▶ [Task brief]
Rewrite as a numbered list the part of the material below that opens with the line containing "# point at: metal" and closes with the line containing "x=490, y=333", including both of those lines and leaving out any blank lines.
+++ Records shown +++
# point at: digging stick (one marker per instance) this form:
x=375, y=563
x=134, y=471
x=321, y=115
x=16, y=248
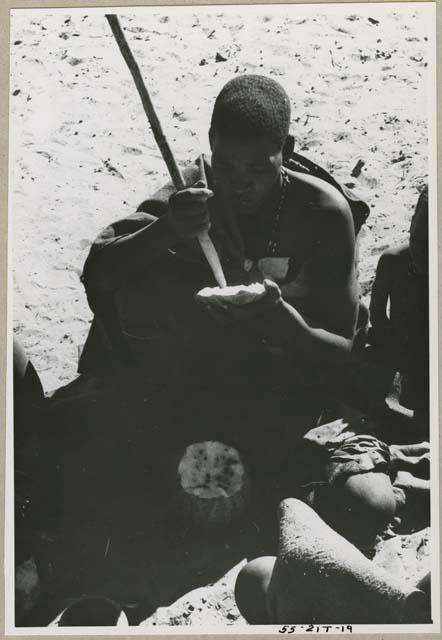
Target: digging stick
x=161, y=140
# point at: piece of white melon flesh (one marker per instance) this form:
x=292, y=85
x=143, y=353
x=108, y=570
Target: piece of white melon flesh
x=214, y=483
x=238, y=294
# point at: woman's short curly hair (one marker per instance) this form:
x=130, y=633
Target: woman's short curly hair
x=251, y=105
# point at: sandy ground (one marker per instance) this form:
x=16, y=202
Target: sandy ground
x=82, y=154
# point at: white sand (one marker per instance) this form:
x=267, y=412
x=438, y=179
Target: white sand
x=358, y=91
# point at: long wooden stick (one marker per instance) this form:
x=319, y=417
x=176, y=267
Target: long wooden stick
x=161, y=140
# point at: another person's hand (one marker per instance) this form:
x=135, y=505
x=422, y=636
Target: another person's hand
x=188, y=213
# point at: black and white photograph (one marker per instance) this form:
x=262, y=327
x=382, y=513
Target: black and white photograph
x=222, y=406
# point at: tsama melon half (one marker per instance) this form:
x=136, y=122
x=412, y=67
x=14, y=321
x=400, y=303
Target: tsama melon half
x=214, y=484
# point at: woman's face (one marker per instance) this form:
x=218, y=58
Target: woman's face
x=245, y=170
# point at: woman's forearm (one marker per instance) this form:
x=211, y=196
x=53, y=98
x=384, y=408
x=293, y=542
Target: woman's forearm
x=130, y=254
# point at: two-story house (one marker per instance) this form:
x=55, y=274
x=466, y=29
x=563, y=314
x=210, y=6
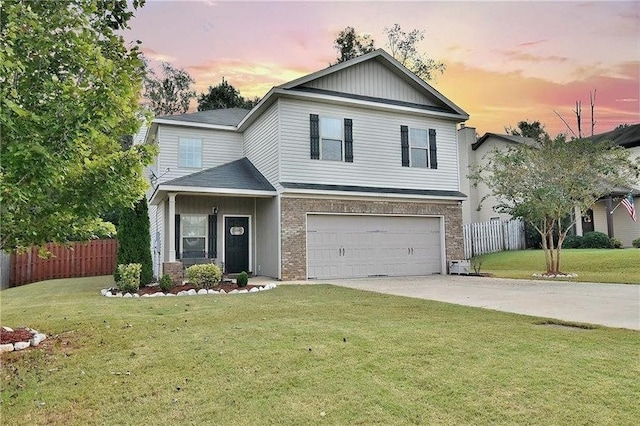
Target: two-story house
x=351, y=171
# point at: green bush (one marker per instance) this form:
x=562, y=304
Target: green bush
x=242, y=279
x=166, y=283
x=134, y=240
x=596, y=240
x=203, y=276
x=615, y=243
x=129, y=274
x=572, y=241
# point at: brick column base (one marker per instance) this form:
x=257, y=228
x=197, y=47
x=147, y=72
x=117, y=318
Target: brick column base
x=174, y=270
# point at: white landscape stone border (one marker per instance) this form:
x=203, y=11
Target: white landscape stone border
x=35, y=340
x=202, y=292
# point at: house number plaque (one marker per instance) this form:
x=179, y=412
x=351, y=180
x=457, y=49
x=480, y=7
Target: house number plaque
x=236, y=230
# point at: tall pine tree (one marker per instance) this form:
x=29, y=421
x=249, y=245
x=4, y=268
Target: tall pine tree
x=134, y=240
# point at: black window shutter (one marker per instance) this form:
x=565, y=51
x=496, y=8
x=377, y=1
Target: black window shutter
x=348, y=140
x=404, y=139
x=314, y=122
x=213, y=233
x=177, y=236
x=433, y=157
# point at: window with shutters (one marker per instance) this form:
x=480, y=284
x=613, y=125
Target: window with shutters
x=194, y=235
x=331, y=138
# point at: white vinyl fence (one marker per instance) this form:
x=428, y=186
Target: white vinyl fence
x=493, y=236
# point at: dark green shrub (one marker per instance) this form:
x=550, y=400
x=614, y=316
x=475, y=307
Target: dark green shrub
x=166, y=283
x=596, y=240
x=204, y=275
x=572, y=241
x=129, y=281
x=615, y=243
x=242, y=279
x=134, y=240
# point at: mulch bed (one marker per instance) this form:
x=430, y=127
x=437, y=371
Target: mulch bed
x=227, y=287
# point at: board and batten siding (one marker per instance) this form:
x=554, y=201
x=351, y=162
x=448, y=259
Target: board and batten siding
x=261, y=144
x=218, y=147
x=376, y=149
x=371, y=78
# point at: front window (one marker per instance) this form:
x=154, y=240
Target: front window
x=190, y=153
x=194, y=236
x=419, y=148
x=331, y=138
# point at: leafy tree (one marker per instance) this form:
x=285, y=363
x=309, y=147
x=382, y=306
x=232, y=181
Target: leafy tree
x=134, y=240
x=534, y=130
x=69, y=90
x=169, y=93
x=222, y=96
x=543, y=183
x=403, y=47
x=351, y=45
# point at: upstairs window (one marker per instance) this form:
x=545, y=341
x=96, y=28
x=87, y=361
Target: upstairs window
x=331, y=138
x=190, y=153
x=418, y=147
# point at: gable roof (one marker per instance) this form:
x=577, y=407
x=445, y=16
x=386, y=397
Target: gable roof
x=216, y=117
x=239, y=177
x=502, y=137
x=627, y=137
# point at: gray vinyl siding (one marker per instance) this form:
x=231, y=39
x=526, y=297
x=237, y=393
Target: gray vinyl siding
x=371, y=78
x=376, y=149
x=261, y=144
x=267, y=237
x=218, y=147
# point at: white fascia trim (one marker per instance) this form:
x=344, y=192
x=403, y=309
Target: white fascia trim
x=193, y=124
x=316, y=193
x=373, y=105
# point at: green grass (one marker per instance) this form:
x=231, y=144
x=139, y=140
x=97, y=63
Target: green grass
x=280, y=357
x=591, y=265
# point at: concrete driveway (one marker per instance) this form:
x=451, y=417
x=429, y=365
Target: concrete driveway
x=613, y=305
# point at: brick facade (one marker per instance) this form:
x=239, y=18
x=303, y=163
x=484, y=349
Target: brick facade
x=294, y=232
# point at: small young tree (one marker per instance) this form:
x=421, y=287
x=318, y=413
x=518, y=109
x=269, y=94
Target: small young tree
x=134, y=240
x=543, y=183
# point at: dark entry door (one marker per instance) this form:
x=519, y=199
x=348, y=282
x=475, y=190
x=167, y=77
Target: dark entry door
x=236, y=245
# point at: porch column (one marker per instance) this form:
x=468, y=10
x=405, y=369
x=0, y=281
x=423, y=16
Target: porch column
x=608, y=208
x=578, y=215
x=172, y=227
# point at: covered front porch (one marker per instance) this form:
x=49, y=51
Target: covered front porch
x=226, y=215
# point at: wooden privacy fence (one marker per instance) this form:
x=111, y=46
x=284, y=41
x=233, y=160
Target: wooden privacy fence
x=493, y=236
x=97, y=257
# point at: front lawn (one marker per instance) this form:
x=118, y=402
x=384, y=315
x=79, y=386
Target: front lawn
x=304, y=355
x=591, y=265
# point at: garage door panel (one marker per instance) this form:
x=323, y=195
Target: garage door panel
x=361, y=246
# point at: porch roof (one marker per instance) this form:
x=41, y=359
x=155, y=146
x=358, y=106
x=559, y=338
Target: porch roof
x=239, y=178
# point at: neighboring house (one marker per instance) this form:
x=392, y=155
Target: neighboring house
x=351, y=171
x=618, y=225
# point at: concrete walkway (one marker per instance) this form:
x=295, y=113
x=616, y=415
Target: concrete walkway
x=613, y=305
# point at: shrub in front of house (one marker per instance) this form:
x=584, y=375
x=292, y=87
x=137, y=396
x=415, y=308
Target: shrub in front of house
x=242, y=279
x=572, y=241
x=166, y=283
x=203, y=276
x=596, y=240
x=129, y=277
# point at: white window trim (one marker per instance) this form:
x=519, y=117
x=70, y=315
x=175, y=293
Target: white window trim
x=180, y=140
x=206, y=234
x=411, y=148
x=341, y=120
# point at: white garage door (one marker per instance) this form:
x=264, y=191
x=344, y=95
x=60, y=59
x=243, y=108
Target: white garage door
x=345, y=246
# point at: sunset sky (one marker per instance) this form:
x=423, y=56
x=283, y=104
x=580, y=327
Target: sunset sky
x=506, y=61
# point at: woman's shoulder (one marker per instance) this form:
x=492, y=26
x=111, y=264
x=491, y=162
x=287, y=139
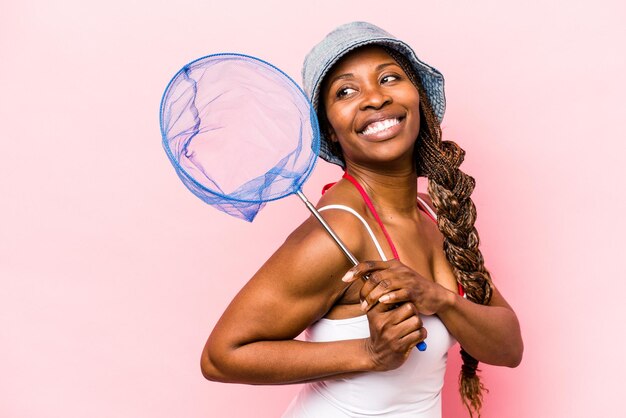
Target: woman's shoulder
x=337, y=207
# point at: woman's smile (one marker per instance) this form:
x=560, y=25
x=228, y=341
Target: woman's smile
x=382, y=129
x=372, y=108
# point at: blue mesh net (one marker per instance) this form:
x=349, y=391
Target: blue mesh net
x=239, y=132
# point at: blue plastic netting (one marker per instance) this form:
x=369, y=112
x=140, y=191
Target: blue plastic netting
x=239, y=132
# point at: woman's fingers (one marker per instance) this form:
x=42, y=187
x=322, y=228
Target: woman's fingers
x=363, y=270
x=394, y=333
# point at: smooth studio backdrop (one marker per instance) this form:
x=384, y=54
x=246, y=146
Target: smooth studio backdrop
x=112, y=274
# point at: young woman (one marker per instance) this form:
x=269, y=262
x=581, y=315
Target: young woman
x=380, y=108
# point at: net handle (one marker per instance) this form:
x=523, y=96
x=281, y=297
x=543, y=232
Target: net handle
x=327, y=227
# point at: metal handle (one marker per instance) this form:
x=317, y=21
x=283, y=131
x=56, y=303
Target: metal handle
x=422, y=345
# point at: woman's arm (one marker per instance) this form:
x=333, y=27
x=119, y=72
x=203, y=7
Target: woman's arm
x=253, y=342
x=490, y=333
+++
+++ Records shown +++
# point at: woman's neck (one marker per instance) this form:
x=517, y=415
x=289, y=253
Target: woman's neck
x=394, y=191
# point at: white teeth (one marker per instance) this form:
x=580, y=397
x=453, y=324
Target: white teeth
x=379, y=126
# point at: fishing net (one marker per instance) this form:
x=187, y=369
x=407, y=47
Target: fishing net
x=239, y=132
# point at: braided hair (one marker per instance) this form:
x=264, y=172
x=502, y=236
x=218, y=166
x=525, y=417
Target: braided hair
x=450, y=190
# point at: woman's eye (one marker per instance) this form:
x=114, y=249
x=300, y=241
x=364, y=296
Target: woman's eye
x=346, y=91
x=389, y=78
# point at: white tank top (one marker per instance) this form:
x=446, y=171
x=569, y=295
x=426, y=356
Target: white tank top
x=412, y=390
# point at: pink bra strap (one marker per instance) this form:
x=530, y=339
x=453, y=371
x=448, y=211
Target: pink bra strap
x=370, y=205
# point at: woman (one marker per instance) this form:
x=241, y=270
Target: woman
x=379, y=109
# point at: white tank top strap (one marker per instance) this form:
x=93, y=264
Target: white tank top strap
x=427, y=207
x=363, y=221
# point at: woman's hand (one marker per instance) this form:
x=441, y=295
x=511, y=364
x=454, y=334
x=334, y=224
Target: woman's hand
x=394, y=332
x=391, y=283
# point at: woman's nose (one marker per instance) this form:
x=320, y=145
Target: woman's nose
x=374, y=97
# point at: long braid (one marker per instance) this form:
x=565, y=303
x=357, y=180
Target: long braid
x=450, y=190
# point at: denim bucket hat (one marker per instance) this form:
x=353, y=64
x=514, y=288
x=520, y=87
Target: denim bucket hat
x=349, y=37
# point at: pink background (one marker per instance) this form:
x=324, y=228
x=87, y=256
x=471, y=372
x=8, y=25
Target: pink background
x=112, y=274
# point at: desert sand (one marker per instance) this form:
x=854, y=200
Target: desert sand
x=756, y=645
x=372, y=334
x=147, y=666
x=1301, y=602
+++
+++ Records shown +++
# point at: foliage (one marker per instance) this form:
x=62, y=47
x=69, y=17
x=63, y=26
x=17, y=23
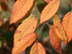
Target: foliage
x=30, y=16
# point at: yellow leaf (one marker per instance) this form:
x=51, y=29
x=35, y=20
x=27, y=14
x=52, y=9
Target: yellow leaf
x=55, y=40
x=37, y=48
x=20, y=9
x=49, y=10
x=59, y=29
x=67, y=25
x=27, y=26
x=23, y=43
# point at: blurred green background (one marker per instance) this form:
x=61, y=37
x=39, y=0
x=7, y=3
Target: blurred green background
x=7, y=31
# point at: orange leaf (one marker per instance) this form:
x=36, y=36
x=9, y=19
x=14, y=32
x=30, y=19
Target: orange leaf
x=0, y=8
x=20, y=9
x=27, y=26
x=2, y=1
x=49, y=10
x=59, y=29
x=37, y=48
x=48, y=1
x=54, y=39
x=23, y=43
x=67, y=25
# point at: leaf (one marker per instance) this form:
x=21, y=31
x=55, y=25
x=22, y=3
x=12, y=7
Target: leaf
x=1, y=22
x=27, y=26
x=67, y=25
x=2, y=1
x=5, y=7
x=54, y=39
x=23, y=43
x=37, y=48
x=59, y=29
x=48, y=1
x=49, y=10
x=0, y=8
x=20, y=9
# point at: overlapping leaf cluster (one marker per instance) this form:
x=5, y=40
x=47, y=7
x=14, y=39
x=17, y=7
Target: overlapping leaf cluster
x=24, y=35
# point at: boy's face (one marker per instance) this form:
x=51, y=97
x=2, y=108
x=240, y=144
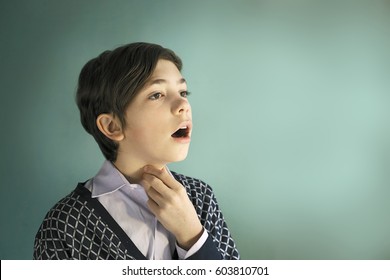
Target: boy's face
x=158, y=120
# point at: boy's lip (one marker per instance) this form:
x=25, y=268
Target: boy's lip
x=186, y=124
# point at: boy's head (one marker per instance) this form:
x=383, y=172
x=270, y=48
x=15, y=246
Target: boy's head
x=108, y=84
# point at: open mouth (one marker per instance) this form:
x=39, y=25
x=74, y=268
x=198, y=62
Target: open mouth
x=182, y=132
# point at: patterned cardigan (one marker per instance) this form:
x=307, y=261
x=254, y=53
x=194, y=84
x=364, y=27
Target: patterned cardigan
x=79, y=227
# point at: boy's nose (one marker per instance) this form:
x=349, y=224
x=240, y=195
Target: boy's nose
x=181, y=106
+++
▶ [Reply]
1. # point at: metal handle (one marker per instance) this form:
2. x=317, y=21
3. x=283, y=131
4. x=56, y=303
5. Target: metal handle
6. x=422, y=345
7. # point at: woman's arm (one marker per instance) this form:
8. x=333, y=27
9. x=119, y=72
10. x=203, y=7
11. Target: woman's arm
12. x=253, y=342
13. x=490, y=333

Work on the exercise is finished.